■ 課題
以下の記録のうち、「of the caterpillar?」を含む行から「120 144 L 81」を含む行までを、その両端の行も含めて一字一句そのまま書き写してください。
-------- 提供された記録 --------
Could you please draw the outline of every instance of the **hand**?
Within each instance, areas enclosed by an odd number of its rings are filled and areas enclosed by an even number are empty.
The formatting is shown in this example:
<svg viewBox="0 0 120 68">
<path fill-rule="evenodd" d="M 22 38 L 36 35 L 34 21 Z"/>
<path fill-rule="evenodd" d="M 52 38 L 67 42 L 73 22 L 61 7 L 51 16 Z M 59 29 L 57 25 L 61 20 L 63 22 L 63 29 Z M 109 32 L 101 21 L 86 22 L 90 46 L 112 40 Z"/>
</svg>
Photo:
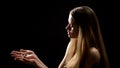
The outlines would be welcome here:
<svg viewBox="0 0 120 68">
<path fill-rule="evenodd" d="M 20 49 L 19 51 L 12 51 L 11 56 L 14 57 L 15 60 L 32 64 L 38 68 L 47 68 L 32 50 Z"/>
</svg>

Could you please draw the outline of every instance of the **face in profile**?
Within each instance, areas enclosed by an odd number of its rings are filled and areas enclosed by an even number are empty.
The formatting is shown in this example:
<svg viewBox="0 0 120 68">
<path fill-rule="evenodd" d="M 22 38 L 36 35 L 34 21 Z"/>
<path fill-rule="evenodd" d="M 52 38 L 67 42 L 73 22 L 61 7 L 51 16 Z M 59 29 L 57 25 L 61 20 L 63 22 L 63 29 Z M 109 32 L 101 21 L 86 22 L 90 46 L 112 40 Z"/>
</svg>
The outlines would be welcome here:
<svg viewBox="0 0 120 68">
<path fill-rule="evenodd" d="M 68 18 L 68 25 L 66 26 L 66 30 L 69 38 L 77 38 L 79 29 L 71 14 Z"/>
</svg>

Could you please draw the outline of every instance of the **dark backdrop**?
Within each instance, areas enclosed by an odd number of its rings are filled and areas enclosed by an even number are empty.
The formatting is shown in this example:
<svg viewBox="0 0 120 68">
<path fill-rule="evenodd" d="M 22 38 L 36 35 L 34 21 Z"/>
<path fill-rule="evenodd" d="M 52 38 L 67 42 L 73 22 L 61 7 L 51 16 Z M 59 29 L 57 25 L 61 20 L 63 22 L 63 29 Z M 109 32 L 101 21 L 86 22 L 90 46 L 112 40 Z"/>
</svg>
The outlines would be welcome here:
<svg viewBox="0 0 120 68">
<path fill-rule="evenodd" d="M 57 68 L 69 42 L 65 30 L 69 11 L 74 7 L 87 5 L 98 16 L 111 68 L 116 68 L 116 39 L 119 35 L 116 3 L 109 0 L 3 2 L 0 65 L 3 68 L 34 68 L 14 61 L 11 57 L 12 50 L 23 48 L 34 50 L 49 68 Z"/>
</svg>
--------
-------- 提供された記録 --------
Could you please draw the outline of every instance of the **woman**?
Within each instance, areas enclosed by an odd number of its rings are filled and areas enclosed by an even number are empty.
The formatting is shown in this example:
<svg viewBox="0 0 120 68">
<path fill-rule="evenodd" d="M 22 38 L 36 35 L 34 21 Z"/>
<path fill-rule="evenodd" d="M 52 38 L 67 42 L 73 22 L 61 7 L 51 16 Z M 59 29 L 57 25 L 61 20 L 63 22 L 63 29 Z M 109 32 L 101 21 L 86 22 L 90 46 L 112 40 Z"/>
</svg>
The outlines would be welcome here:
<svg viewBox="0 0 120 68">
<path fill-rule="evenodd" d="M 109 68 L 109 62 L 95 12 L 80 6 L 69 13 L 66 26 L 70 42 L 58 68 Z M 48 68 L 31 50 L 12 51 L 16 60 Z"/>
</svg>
--------
-------- 提供された記録 --------
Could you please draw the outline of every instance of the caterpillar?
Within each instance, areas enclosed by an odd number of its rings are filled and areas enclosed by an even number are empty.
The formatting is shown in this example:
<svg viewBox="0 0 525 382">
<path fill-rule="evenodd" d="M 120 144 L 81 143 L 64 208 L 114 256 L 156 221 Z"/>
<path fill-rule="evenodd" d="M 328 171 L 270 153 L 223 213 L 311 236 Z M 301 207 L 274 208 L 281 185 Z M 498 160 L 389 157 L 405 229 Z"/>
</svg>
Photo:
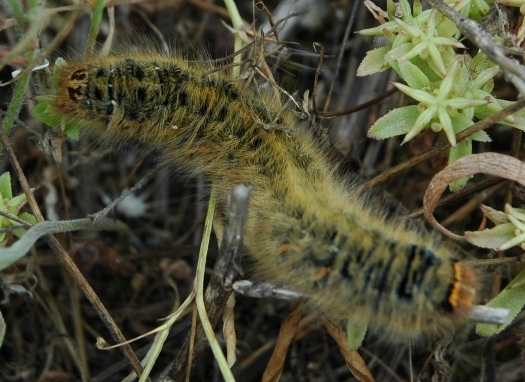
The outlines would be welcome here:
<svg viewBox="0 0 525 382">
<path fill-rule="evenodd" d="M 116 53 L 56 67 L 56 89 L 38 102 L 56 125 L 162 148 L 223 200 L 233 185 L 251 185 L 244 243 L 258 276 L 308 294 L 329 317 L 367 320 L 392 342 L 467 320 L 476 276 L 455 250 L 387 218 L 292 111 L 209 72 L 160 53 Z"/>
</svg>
--------
■ 解答
Could you please draw the outline of every instance of the caterpillar?
Within each instance, areas enclosed by an odd number of its rings are filled and areas enclosed by an even number are empty.
The formatting is shown in this example:
<svg viewBox="0 0 525 382">
<path fill-rule="evenodd" d="M 120 144 L 81 143 L 64 208 L 114 256 L 156 221 Z"/>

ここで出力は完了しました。